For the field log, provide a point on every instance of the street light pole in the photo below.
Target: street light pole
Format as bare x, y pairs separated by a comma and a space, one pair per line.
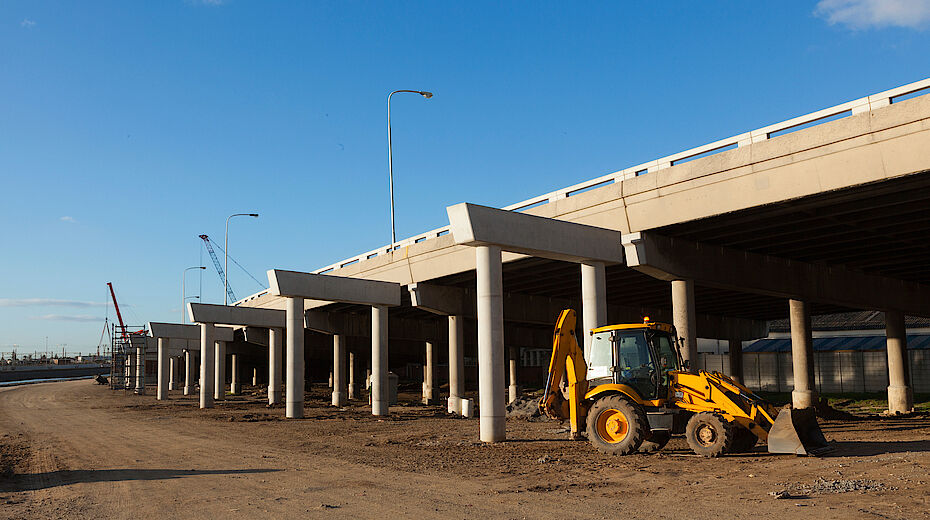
226, 254
183, 292
427, 95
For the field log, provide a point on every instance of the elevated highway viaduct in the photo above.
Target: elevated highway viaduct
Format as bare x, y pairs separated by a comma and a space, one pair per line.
823, 213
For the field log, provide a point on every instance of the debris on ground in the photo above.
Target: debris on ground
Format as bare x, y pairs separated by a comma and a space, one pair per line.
526, 408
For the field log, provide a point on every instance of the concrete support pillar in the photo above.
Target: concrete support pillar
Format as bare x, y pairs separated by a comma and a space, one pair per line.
274, 366
593, 301
140, 370
235, 387
683, 317
352, 388
219, 388
456, 363
164, 371
207, 366
513, 389
339, 371
380, 394
188, 373
429, 392
736, 359
172, 373
900, 395
294, 321
802, 355
491, 405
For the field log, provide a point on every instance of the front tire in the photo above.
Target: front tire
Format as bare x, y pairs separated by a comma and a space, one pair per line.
709, 435
616, 425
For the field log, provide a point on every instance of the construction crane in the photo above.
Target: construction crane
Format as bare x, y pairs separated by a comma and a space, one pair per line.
219, 268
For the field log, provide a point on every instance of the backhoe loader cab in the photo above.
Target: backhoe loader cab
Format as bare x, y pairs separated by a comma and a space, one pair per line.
632, 394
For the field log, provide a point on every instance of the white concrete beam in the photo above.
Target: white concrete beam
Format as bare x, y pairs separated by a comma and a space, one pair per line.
333, 288
542, 237
714, 266
231, 315
187, 332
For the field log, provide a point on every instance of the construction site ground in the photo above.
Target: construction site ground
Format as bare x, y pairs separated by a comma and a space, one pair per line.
78, 450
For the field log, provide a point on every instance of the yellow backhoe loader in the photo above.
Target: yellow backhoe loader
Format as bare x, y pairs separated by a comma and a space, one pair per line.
633, 394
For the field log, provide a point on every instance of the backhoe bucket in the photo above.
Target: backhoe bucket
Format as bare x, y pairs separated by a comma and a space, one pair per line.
796, 431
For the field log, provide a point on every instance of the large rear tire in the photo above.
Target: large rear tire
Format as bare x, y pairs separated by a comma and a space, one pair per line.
616, 425
709, 435
656, 441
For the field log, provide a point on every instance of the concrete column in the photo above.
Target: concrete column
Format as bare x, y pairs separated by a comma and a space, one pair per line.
491, 405
456, 363
429, 393
352, 388
164, 371
380, 394
274, 366
802, 355
140, 370
593, 300
513, 389
295, 358
219, 388
339, 369
130, 369
188, 373
207, 350
736, 359
172, 372
684, 320
900, 395
235, 387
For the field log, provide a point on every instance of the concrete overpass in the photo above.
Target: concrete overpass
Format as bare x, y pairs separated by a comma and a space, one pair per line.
817, 214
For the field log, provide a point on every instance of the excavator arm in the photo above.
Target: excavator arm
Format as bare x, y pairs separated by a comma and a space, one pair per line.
567, 362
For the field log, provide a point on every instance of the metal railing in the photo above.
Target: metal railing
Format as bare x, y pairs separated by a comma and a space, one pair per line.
849, 108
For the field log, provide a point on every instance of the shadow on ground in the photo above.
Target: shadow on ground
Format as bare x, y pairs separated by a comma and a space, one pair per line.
51, 479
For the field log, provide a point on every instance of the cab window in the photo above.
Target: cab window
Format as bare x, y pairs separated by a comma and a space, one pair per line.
635, 364
601, 351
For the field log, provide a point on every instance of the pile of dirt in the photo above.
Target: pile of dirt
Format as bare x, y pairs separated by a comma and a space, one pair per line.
13, 453
526, 408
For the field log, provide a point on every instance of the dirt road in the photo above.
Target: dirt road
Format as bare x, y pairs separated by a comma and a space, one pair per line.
81, 450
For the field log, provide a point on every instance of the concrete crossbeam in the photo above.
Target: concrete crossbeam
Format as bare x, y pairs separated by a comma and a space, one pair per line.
438, 299
333, 288
475, 225
714, 266
186, 332
232, 315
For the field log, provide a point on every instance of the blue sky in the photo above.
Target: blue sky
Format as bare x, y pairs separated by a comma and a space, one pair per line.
128, 128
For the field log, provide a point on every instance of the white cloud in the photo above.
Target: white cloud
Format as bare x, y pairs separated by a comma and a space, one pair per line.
65, 317
863, 14
35, 302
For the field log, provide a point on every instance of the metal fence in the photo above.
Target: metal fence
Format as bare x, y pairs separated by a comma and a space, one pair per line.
834, 371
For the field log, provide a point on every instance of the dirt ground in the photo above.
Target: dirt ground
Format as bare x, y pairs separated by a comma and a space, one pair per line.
77, 450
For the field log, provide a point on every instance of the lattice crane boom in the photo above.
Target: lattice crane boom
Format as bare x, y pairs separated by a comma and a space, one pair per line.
219, 267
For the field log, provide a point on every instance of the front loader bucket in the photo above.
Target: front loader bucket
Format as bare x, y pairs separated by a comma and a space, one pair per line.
796, 431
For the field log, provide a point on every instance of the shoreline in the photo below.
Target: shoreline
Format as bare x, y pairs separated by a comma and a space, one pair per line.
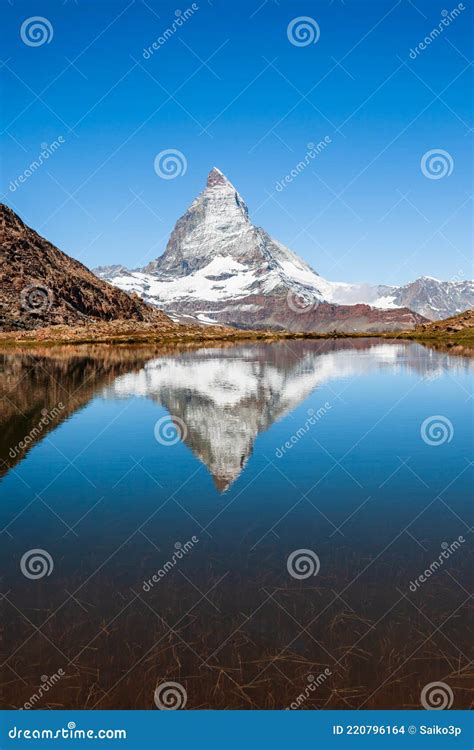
11, 340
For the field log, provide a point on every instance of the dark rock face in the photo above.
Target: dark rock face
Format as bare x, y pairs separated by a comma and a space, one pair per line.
40, 285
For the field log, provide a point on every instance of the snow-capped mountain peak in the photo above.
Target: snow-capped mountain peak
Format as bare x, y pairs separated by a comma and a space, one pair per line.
219, 268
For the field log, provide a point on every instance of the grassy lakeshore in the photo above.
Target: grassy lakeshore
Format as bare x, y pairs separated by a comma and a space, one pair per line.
452, 332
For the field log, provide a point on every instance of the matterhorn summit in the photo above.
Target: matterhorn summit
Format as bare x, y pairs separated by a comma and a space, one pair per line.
219, 268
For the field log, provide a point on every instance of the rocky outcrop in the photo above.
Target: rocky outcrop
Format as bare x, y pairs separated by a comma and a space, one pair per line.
40, 285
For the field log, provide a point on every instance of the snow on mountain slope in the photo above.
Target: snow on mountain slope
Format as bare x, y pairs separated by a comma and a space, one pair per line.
219, 267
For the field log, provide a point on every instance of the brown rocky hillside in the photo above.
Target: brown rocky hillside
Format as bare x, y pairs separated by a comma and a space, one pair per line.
42, 286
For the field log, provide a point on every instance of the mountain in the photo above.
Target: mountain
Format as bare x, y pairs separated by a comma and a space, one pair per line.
42, 286
219, 267
458, 325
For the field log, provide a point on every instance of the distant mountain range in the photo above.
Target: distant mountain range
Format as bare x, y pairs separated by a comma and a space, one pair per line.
42, 286
219, 268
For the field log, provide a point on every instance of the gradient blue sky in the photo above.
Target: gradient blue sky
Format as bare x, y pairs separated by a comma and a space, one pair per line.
362, 210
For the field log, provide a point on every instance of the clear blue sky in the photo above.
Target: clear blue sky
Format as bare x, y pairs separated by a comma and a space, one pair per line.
362, 209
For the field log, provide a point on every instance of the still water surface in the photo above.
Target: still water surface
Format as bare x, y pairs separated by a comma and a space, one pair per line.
269, 449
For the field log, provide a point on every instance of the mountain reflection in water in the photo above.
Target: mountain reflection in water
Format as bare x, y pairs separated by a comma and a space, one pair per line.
225, 397
85, 479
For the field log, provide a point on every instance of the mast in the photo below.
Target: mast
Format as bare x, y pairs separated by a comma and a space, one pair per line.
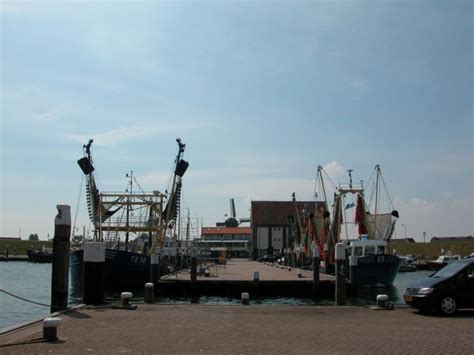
172, 206
127, 222
377, 176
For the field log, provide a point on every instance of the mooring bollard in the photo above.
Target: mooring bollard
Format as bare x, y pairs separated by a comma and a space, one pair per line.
155, 268
60, 268
125, 298
382, 301
149, 293
353, 271
50, 326
193, 271
316, 262
340, 276
93, 274
245, 298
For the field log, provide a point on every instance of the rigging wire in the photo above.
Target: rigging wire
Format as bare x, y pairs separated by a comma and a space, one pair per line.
77, 205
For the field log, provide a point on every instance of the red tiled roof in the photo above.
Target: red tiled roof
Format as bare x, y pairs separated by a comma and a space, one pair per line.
276, 213
226, 230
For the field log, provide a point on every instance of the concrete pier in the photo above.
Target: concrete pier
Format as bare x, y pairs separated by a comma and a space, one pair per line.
237, 276
246, 330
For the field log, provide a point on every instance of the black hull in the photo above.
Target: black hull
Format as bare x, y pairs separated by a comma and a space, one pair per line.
38, 256
124, 271
377, 270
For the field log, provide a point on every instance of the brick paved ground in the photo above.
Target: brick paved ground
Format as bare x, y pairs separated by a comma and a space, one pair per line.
251, 329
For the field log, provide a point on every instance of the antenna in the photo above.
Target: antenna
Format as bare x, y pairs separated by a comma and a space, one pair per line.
350, 177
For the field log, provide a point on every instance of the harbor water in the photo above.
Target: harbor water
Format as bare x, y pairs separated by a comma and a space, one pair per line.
32, 282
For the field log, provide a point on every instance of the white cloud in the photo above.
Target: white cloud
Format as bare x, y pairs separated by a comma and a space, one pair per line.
358, 83
130, 133
443, 218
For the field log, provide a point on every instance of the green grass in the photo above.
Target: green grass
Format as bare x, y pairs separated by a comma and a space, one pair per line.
20, 246
433, 250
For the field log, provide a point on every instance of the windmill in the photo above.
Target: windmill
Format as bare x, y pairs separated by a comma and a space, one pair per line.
232, 221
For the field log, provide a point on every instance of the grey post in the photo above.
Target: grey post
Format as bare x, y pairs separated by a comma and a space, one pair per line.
149, 294
353, 271
193, 270
93, 273
316, 262
340, 275
155, 268
61, 244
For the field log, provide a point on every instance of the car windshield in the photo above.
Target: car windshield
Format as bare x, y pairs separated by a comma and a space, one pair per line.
449, 270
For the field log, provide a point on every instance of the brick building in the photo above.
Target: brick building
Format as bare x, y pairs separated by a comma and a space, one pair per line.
274, 225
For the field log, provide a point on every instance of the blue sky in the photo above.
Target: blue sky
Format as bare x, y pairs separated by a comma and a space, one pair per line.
260, 91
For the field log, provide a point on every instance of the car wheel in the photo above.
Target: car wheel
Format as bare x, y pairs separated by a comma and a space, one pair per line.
448, 305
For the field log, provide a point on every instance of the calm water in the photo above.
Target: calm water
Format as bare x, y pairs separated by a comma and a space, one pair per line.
33, 282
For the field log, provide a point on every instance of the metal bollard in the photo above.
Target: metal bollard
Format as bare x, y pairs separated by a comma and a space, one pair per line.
50, 326
245, 298
382, 301
125, 297
340, 253
149, 293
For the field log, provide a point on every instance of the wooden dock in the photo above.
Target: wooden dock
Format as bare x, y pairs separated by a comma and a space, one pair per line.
237, 276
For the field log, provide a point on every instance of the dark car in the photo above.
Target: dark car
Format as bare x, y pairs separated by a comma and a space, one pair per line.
268, 258
446, 290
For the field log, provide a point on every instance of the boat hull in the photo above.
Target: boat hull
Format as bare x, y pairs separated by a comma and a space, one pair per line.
376, 270
123, 270
39, 256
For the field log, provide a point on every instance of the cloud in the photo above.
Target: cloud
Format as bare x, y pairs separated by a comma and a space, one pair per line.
358, 84
334, 170
131, 133
443, 218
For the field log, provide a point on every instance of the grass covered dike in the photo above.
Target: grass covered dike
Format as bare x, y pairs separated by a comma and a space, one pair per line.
421, 250
19, 247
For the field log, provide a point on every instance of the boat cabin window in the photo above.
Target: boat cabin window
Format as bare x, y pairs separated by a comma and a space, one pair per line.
358, 251
369, 250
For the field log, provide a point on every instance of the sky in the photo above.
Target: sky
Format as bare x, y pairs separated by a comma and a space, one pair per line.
261, 93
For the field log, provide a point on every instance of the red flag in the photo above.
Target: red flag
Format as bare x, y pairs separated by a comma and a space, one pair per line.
359, 216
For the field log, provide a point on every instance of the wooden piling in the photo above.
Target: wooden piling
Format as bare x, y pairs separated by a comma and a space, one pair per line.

----

▶ OBJECTIVE
Give again the lines from the line holding "calm water in the photo above." through the close of the listing, both included, exactly as written and with nothing else.

▶ COMPLETED EXERCISE
For the field log, provide a point on every instance of the calm water in the photo above.
Target: calm water
Format as bare x, y pairs separated by a comma and a space, one pair per line.
33, 282
For the field log, provide a point on every instance of the metal bollard in the photo above.
Target: metal bollard
Format as bare x, y pairs separated by a comma and a space, one pair per line.
50, 326
245, 298
382, 301
125, 297
340, 253
149, 293
For the field log, provide a point on every instance of the wooden dock in the photo above.
Target: wooden dock
Format as bare x, y pairs separated by a comma and a space, one pair per line.
237, 276
For the field log, provide a point on every instance of the dark car in the photo above.
Target: dark car
Format as bare x, y pairs separated by a comma and a space, one pair per line.
268, 258
446, 290
For the field log, provide a point on every instance of the boat hull in the photo above.
Target: boat hull
Format as bare x, y pairs separated by a comma and a space, one pair per line.
376, 270
123, 270
39, 256
For the field log, provide a point on every instance of the cloud in the photo above.
Target: cloud
Format as bare x, y pairs separated by a comma and a space, one pair per line.
358, 84
334, 170
131, 133
443, 218
For the field log, provide a point on every instance of the grass covered dike in the photo above.
Target: grass covered dike
Format as bare x, y pairs separated by a comma and a space, one pair per line.
421, 250
19, 247
For the field log, provide a point on every instance of the boat cabin window in the photo above.
Target: boat cabin window
Format as bare x, y pairs separated by a comma and a space, one pair per line.
358, 251
369, 250
For the field log, provide a point on every instance of the sky in the photo above.
Target: sky
Format as bare x, y pairs separated by a comma and a space, one pair per line.
261, 93
For the field log, provide a point on every instance of the red flag in the photo above.
Target: red flag
Format as bare x, y pairs separated by a comma and a space, one pair per line.
359, 216
For the field log, provide a point on every instance of the wooden piling in the photo above.
Target: wooden piling
Format as bare x, y pairs separated by a comma and a space, one pair per line.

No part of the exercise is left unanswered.